- **WHAT TO WORK ON**
Report every line below that carries the word "black".

- **INPUT MATERIAL**
>>>
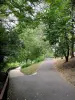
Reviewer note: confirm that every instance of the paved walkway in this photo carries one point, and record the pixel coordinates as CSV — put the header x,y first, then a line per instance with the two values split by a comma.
x,y
46,84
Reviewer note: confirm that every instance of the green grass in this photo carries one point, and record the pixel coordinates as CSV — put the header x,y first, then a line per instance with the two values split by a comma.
x,y
31,69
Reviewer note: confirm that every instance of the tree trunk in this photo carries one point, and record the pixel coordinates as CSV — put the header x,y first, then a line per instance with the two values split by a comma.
x,y
72,33
72,46
66,57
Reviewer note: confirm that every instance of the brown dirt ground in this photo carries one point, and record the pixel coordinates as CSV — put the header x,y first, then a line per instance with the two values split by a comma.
x,y
66,69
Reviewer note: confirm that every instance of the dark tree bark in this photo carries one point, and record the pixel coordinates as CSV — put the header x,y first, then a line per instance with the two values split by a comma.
x,y
72,39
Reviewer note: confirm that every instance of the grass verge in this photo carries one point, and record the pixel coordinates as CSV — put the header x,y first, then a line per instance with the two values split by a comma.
x,y
31,69
66,69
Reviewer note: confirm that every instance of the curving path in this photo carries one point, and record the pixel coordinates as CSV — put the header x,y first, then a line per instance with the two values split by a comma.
x,y
46,84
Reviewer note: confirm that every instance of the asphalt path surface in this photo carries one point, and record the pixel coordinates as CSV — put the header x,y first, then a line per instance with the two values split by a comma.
x,y
45,84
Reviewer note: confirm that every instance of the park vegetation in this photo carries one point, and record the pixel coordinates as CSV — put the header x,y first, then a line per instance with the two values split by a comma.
x,y
31,30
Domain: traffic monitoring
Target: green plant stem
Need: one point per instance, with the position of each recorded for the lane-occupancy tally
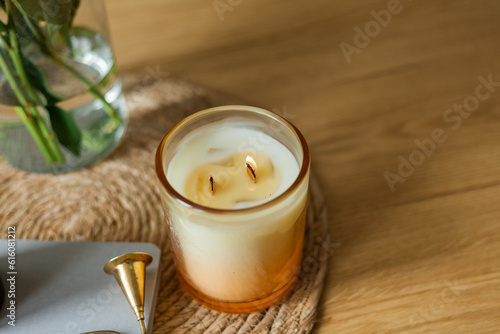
(34, 130)
(30, 122)
(15, 55)
(44, 46)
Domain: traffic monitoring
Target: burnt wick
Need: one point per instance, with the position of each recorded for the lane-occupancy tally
(211, 186)
(251, 172)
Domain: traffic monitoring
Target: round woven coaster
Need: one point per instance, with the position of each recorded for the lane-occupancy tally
(117, 199)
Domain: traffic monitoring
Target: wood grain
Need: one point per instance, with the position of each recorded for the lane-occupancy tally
(421, 259)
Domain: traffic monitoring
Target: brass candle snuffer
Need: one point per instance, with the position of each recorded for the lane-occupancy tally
(130, 273)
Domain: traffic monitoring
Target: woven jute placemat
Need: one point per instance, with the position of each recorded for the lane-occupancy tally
(117, 199)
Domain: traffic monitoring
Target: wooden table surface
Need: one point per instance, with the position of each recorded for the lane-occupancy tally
(402, 118)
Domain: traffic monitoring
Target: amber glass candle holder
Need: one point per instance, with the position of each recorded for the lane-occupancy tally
(245, 259)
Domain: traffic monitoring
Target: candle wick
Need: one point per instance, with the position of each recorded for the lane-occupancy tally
(251, 172)
(211, 187)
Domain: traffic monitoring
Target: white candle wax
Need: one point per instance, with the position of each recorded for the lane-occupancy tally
(241, 257)
(222, 141)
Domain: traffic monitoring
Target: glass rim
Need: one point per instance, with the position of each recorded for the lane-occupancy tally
(160, 172)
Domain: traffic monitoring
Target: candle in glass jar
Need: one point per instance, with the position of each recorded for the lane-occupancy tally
(235, 198)
(214, 167)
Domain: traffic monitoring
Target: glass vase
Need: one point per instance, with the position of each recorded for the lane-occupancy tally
(61, 102)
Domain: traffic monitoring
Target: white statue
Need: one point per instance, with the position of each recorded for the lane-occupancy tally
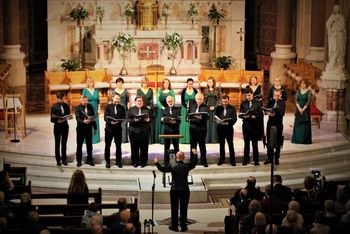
(336, 29)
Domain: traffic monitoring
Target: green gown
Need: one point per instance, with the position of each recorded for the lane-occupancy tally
(185, 126)
(161, 102)
(302, 126)
(94, 100)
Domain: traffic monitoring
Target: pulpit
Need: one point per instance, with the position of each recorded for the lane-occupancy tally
(147, 14)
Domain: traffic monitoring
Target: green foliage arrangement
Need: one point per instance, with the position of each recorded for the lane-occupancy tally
(224, 62)
(70, 64)
(124, 42)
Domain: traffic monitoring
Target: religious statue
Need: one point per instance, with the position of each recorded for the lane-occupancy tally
(147, 12)
(336, 30)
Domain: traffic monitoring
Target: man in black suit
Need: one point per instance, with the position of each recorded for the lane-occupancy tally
(114, 113)
(281, 191)
(85, 116)
(197, 116)
(179, 191)
(276, 120)
(60, 128)
(228, 117)
(139, 130)
(171, 118)
(250, 125)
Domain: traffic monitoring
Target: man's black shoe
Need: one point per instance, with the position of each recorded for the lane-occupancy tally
(175, 229)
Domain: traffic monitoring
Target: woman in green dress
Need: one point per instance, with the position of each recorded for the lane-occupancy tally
(187, 98)
(93, 97)
(125, 102)
(147, 96)
(302, 121)
(212, 97)
(162, 94)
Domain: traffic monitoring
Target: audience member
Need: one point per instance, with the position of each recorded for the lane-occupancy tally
(277, 204)
(281, 191)
(33, 226)
(294, 205)
(320, 226)
(89, 213)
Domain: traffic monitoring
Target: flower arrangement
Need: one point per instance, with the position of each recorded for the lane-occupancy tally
(166, 10)
(79, 14)
(215, 15)
(172, 41)
(193, 10)
(124, 42)
(100, 12)
(129, 9)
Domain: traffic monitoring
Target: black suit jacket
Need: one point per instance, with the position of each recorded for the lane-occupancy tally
(141, 126)
(230, 113)
(198, 124)
(56, 113)
(80, 116)
(179, 172)
(170, 128)
(109, 111)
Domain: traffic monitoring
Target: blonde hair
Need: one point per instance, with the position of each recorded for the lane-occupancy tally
(90, 80)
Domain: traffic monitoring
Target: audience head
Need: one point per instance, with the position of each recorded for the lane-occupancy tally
(122, 203)
(180, 156)
(90, 82)
(294, 205)
(199, 98)
(309, 183)
(254, 206)
(274, 229)
(259, 219)
(77, 183)
(329, 206)
(166, 84)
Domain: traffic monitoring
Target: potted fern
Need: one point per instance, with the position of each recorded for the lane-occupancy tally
(192, 12)
(172, 42)
(79, 14)
(214, 15)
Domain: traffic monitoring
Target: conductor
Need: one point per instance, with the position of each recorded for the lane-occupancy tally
(179, 191)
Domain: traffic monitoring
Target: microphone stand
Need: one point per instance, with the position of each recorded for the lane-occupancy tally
(15, 140)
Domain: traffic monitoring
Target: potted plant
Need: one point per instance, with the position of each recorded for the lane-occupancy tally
(70, 64)
(79, 14)
(192, 12)
(129, 13)
(172, 42)
(215, 15)
(124, 43)
(100, 13)
(166, 13)
(223, 62)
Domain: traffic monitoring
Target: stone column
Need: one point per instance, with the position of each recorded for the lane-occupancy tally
(12, 53)
(318, 22)
(335, 77)
(283, 53)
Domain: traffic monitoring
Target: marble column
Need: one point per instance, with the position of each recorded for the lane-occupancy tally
(283, 49)
(318, 22)
(334, 80)
(12, 53)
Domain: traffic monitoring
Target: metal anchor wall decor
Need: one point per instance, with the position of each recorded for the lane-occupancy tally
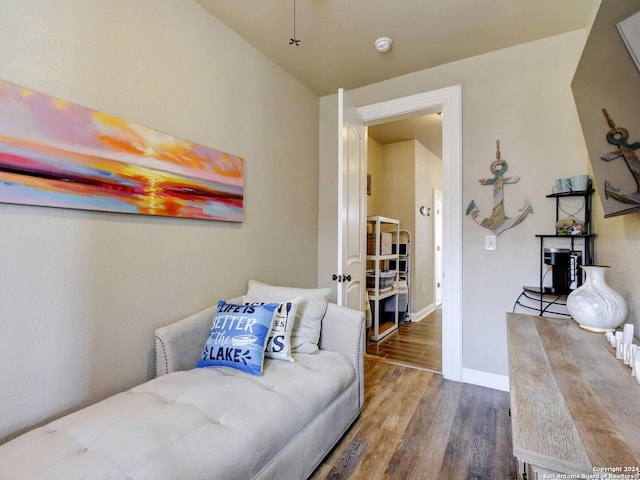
(498, 222)
(619, 136)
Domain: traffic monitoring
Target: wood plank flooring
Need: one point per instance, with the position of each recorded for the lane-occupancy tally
(416, 425)
(416, 344)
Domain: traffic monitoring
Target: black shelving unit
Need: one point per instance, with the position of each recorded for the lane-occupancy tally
(545, 300)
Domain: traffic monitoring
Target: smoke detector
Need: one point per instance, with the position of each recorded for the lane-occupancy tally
(383, 44)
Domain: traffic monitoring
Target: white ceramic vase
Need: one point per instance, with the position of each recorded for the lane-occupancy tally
(595, 306)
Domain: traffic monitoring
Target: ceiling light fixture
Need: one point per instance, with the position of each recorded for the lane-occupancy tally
(383, 44)
(293, 40)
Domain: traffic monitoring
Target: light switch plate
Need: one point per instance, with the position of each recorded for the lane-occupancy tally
(490, 242)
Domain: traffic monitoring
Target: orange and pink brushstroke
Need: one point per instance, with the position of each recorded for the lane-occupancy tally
(56, 153)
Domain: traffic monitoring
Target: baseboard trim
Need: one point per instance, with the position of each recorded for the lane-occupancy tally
(485, 379)
(417, 316)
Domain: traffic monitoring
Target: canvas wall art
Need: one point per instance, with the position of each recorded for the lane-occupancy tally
(59, 154)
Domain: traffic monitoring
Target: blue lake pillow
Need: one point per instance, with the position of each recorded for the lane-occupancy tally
(279, 342)
(238, 337)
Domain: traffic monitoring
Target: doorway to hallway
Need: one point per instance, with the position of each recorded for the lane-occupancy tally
(414, 344)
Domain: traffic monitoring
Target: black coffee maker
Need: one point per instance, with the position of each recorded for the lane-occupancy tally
(566, 274)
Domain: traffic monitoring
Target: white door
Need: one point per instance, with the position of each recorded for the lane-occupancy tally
(351, 214)
(437, 242)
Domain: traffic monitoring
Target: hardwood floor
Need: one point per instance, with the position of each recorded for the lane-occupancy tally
(416, 425)
(417, 344)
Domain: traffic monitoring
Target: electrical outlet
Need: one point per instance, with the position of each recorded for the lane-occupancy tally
(490, 242)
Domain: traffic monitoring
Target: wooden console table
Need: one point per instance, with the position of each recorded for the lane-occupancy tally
(575, 409)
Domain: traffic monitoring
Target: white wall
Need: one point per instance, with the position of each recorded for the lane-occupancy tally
(82, 292)
(522, 96)
(428, 176)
<<<
- **SOLVED EXERCISE**
Target: man in black suit
Target: man's black shoe
Target: black suit jacket
Target: black shelving unit
Target: black coffee maker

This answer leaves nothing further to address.